WHAT TO DO
According to the Ukraine peace-talks commentary below, about how many people live in the part of Donetsk that Ukraine still holds?

Trump is sowing the seeds of the next Ukraine war

US president’s feckless approach to peacemaking risks a flawed deal that would clear the way for another Russian invasion

US President Donald Trump and Ukraine's President Volodymyr Zelensky

Donald Trump clashes with Volodymyr Zelensky during a meeting at the White House last year Credit: Saul Loeb

David Blair was a foreign correspondent for nearly 20 years, reporting from 60 countries across Africa, Asia and the Middle East. He then joined the Foreign Office and later No10, where he wrote speeches and advised three Foreign Secretaries and one Prime Minister. He returned to The Telegraph as Chief Foreign Affairs Commentator in 2025.

03 February 2026

There is nothing so dangerous as a peace process that ends one war only by risking another. Donald Trump seems oblivious of this reality as he dispatches his faithful envoy, Steve Witkoff, to broker a deal – any deal – between Russia and Ukraine at the next round of peace talks in Abu Dhabi, taking place on Wednesday and Thursday.

These negotiations are expected to focus on what Witkoff has described as the “one issue” that remains unresolved: the future of about 2,300sq miles of the Donetsk region in eastern Ukraine.

While the rest of Donetsk has been captured by Russia, this area remains in Ukrainian hands. Through four years of full-scale invasion and one brutal offensive after another, Russia has never managed to capture it. Ukraine’s soldiers have repulsed Vladimir Putin’s attacks and doggedly held the line at immense cost.

Residents arrive to Kramatorsk after their evacuation from the town of Druzhkivka
Residents arrive in Kramatorsk, a strongpoint in Ukraine’s defences, after being evacuated from the town of Druzhkivka, January 2026 Credit: Reuters

So Putin is trying to gain at the negotiating table what he has failed to seize on the battlefield. Ukraine has long since accepted, with weary resignation, that any peace settlement would allow Russia to retain the 20 per cent of their country which its forces have occupied. But that is still not enough for Putin. He insists not just on keeping what he currently holds but on being given still more.

And Putin’s demand is not merely an injustice but profoundly inhumane. The territory in question has some 200,000 inhabitants who would be handed over to an enemy that, if experience is any guide, will murder the men, rape the women and kidnap the children.

Even worse, giving this land to Russia would risk setting the stage for another war. This vital area – slightly smaller than Devon – encompasses some of Ukraine’s most formidable defences, including the fortress towns of Kramatorsk and Sloviansk, which protect the rest of the country and the route to Kyiv.

STORED DATA
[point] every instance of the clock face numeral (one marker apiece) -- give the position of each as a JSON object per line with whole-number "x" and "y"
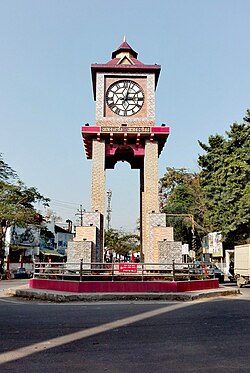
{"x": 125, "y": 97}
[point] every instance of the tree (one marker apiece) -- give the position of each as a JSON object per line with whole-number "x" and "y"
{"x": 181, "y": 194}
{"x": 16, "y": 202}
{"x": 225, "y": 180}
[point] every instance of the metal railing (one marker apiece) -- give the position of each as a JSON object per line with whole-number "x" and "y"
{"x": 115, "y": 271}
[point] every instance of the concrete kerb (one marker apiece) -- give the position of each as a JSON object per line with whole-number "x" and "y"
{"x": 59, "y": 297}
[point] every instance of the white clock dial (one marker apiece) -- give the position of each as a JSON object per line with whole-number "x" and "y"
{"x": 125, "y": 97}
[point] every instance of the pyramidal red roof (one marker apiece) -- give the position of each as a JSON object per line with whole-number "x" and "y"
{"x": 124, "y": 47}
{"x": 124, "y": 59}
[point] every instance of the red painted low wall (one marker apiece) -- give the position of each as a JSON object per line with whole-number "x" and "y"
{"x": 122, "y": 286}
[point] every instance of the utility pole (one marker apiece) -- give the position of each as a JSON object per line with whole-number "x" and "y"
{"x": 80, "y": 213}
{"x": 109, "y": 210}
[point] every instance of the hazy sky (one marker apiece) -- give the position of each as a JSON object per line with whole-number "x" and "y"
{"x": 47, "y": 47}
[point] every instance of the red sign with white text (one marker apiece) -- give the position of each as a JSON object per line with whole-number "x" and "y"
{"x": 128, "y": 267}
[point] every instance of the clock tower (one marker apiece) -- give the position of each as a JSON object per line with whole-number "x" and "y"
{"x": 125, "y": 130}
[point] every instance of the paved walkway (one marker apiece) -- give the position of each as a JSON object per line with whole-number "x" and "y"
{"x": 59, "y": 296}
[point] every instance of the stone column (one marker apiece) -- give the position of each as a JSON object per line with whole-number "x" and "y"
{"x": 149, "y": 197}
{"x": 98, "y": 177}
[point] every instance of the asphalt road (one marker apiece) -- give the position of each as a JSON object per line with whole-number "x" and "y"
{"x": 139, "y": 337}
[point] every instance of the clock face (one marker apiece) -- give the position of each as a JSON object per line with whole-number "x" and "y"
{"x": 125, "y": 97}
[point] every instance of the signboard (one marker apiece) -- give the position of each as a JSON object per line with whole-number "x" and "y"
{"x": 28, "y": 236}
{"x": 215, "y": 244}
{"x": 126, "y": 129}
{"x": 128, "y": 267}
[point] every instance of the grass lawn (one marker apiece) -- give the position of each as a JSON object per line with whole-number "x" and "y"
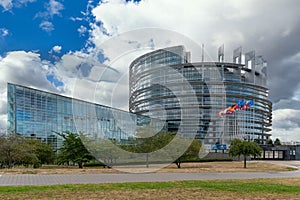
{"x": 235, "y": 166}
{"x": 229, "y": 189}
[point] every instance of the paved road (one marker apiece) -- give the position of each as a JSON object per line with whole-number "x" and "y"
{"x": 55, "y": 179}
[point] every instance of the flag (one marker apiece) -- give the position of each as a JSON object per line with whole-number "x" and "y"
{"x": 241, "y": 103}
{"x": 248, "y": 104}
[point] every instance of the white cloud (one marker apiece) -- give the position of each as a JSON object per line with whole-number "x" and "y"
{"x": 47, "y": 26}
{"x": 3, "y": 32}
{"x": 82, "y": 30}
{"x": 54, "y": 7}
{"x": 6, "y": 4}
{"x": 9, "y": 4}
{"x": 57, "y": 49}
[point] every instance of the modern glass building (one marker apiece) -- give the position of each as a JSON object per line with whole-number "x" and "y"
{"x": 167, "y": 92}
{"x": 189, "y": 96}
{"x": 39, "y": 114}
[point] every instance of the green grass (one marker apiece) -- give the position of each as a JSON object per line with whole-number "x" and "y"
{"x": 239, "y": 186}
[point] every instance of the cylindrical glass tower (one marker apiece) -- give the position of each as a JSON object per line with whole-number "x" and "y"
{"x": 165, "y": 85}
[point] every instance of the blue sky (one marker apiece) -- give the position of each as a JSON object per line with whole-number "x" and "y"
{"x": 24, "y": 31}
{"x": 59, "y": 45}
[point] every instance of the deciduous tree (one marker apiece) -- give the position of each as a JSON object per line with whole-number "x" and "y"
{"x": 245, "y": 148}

EXERCISE SOLUTION
Some 200,000 inhabitants.